Pull out every line of the records below that contains the word "wheel", and copy each one in full. Case counts.

▸ Dataset excerpts
## begin

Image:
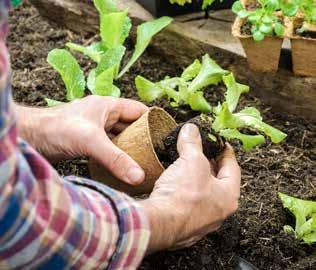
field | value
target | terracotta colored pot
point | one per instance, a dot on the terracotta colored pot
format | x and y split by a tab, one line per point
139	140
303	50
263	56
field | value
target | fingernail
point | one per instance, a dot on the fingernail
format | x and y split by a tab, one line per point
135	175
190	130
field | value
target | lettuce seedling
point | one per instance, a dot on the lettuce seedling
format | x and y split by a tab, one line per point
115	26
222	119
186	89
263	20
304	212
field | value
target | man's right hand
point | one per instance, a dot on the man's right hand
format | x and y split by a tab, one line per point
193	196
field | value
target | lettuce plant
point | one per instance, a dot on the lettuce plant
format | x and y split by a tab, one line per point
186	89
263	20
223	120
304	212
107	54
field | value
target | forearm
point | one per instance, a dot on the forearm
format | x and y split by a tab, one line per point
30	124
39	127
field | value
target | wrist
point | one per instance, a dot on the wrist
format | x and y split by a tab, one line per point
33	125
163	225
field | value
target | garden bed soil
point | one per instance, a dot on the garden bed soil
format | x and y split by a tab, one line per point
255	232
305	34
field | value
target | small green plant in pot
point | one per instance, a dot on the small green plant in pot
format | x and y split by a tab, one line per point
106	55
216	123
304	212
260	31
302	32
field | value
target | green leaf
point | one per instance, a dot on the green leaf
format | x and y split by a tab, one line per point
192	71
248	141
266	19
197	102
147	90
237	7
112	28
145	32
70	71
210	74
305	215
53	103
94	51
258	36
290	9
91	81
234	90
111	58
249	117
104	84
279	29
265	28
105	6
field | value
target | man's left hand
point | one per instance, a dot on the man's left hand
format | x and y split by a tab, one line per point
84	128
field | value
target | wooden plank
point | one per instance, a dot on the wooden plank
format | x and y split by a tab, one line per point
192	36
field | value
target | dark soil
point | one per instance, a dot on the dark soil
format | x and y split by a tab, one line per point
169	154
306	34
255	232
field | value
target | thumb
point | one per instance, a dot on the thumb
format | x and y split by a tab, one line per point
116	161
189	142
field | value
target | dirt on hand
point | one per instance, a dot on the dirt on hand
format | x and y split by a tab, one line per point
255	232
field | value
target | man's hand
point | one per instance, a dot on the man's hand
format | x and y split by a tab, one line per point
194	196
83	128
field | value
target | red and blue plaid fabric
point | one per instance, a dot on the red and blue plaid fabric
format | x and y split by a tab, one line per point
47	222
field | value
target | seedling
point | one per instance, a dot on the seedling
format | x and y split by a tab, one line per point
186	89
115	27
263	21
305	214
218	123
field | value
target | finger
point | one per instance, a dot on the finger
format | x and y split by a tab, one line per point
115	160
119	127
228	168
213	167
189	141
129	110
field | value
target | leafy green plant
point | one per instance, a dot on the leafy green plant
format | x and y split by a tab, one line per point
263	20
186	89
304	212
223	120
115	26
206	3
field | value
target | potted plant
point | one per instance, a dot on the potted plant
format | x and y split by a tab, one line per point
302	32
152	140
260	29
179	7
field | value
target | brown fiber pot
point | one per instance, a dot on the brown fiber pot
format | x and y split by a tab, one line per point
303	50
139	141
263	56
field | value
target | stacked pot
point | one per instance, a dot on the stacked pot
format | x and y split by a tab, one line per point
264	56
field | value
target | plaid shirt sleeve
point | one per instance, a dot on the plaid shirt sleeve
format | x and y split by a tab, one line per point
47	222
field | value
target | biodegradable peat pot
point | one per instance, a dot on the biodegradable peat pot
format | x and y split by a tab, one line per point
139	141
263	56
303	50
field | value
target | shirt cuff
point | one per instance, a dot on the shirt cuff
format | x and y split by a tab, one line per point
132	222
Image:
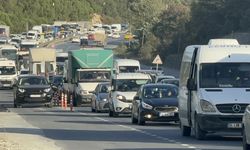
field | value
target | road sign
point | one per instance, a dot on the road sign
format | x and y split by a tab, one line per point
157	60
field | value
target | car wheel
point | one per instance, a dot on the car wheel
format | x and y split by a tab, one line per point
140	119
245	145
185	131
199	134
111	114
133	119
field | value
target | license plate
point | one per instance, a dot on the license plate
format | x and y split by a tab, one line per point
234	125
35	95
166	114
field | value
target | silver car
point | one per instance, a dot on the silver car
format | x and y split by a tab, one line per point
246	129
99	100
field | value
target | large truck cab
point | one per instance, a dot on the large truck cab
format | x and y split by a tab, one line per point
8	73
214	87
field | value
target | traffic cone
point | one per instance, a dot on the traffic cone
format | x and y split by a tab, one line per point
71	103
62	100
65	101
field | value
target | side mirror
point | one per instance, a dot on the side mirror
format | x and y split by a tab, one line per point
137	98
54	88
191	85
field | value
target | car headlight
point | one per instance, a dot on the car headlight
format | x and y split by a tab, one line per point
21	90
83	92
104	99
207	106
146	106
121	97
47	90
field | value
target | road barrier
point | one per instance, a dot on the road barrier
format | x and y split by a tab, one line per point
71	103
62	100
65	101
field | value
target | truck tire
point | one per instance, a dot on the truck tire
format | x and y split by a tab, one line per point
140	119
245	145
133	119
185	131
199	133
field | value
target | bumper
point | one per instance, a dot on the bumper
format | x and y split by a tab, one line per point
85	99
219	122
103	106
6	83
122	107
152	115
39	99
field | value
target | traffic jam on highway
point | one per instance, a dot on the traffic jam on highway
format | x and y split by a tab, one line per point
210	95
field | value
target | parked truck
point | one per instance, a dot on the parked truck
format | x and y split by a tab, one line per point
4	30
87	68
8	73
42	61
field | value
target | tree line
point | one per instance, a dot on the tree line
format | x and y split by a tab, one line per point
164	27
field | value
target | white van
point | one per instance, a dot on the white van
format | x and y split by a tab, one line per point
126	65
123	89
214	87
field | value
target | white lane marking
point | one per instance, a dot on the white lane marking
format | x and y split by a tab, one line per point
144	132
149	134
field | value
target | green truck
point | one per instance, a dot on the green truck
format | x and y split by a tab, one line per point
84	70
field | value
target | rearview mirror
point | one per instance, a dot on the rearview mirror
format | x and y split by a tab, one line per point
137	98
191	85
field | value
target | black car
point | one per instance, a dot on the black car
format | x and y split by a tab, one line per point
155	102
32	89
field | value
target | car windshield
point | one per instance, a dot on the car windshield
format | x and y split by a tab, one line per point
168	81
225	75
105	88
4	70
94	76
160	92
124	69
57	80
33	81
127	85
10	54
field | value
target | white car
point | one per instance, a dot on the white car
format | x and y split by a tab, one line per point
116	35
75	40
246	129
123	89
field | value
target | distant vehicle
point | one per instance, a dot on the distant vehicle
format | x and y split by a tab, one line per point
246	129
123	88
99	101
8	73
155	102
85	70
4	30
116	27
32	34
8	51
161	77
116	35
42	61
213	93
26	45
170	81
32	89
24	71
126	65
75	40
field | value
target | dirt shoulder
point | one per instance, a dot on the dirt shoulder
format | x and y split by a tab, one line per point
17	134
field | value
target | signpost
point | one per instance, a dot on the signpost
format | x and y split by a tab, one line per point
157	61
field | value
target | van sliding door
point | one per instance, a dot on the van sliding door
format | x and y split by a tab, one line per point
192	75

## end
## begin

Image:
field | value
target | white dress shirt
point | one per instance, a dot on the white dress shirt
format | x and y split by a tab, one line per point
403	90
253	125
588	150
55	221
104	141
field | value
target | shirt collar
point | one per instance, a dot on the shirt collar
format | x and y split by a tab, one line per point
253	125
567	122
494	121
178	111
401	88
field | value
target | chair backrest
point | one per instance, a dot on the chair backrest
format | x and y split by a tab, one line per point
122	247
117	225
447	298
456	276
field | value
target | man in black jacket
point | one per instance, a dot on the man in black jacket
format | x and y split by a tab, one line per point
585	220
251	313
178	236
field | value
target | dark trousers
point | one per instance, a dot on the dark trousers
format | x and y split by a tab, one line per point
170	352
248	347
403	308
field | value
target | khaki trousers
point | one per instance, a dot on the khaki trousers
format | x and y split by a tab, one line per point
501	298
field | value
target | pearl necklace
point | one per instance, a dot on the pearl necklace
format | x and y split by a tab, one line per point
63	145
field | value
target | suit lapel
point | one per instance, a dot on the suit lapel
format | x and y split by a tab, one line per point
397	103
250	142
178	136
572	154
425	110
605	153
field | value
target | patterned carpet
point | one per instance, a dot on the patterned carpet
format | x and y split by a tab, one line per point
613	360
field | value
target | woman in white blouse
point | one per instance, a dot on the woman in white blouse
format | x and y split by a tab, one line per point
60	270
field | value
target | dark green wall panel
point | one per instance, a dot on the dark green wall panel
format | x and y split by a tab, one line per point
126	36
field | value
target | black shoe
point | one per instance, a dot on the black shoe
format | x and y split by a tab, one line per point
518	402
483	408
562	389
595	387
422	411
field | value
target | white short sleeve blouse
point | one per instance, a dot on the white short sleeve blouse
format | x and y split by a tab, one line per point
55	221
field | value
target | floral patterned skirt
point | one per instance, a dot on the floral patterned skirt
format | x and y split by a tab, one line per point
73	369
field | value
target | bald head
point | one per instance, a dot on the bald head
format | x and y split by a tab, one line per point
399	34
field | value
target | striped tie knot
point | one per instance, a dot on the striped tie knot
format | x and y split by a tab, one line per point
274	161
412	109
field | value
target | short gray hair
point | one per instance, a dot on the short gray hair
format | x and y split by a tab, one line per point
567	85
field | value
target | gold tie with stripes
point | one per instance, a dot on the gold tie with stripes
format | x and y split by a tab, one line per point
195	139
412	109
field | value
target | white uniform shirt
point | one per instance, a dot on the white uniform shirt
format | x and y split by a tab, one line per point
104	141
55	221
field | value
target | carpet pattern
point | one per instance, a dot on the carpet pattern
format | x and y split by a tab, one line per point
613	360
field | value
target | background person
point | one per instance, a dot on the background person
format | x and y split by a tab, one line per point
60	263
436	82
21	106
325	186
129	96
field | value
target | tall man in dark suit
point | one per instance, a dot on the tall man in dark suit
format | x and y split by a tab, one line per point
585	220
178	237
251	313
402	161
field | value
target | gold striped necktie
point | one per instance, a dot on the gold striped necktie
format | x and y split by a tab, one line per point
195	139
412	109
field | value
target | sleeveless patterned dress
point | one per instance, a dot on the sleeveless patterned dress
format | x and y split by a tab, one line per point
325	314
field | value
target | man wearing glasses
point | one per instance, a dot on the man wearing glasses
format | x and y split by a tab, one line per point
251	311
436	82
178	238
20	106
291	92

## end
## begin

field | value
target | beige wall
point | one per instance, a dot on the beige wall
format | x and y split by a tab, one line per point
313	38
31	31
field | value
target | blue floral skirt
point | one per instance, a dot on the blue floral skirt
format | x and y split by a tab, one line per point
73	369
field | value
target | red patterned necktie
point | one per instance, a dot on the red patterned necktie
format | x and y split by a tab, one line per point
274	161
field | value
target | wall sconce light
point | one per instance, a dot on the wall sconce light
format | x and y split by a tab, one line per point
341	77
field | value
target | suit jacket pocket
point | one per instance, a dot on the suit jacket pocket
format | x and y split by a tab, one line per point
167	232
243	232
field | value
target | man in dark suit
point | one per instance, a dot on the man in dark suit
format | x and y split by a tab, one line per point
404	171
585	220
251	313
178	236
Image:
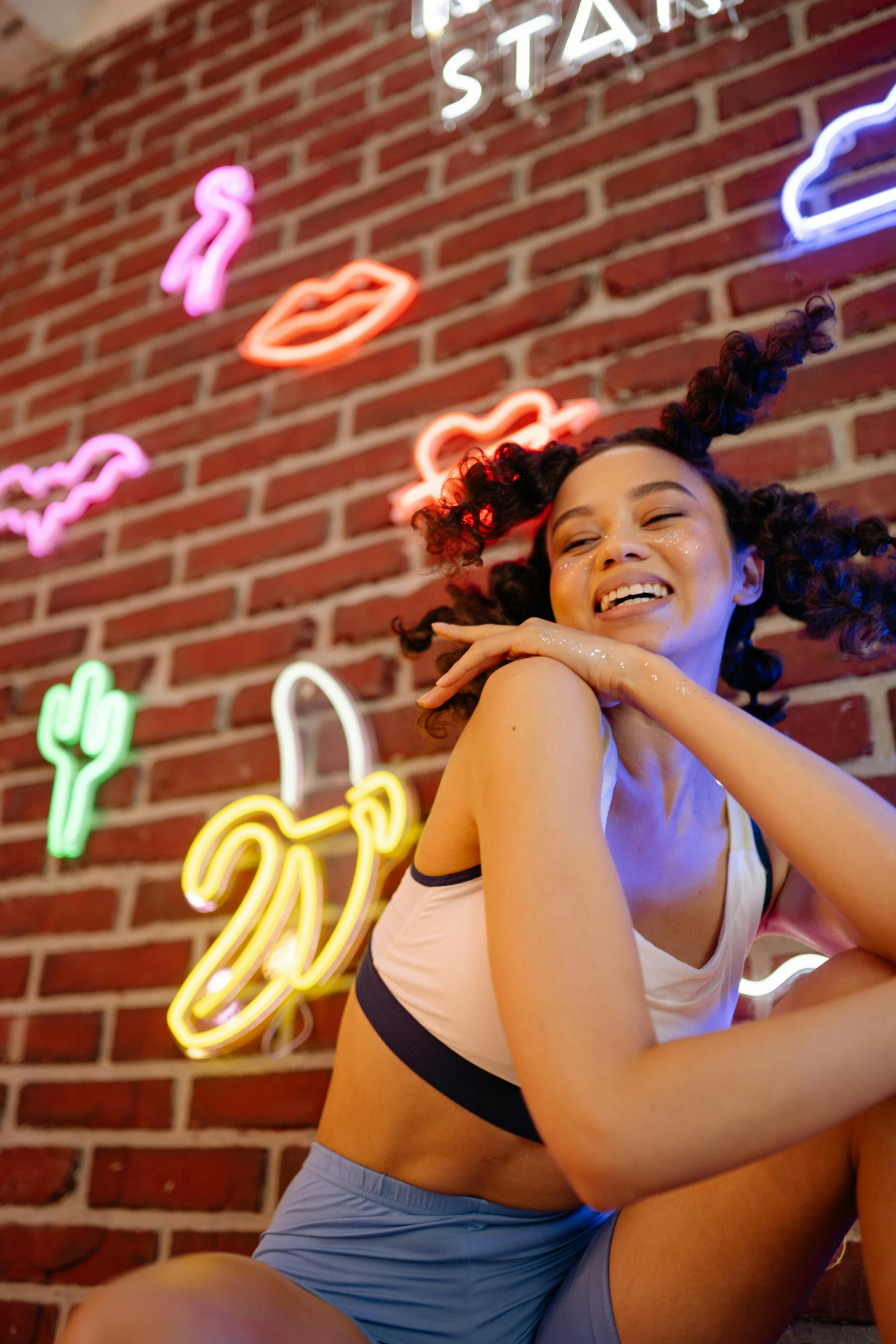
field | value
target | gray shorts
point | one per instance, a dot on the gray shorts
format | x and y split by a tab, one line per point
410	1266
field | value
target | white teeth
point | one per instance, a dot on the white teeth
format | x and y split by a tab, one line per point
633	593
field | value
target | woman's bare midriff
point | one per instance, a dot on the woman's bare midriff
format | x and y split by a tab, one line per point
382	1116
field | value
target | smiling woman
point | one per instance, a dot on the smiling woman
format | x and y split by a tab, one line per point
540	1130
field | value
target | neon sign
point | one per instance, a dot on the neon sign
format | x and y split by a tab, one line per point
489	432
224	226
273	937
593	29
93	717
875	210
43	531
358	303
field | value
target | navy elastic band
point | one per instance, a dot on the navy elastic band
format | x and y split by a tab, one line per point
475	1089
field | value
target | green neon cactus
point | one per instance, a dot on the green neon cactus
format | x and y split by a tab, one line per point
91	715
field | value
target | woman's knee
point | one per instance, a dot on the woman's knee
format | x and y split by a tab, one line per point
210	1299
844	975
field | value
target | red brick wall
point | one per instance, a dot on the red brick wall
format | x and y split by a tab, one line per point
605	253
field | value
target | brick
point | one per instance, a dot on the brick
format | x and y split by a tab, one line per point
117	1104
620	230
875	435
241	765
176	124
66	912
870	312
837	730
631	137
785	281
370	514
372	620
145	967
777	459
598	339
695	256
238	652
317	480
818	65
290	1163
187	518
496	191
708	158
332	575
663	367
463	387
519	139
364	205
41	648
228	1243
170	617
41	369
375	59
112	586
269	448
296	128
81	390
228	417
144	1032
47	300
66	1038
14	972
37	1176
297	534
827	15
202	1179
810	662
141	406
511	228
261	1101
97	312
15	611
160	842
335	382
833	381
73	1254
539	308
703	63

## end

▸ Solution to this exercise
target | car wheel
point | one per instance, a dot on the car wheel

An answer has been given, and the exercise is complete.